**Short exercise:** Copy the rows below, replacing "Query" with "Target" in every instance and changing nothing else. Omit the pictures from the copy.

**Provided entries:**
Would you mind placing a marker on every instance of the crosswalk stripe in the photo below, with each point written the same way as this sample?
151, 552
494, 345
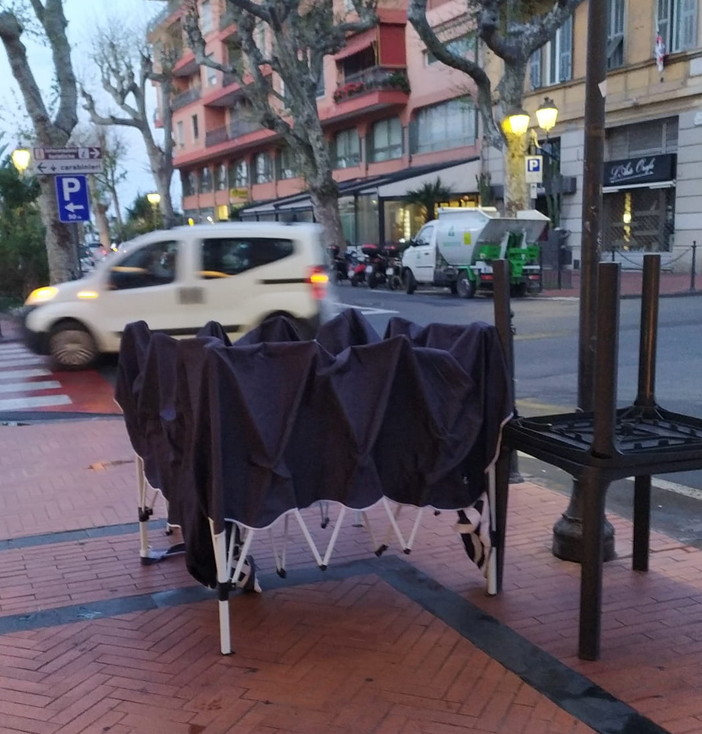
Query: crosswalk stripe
19, 361
33, 402
23, 374
29, 386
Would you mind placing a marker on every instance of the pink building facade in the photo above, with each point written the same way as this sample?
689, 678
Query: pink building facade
394, 119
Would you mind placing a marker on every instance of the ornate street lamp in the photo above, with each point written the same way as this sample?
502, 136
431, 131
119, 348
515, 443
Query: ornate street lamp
21, 158
547, 115
516, 122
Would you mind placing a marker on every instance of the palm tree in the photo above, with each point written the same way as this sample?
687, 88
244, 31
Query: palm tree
428, 196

**Written response:**
Would you mind placing a marker on every instance of the crosswalk stripe in the photo below, with each point written the same way as this sample?
151, 552
494, 345
Target: crosswalk stripe
19, 361
33, 402
23, 374
29, 386
Would you mind placing a marker on every instance of the pink building facade in the photo above, with each point written the same way as this sample?
689, 678
Target: pink building facade
394, 119
Would you mind placing a marker on every instance of the ornate street lamp in the photo above, with each point written the same way as this sample?
502, 136
431, 131
119, 348
515, 443
Target: ornate street lamp
21, 158
547, 115
516, 122
Would you mind placing a marker on every instance of the palm tree in the photo above, with each point written the same way as this sample?
687, 88
244, 31
Target: palm tree
428, 196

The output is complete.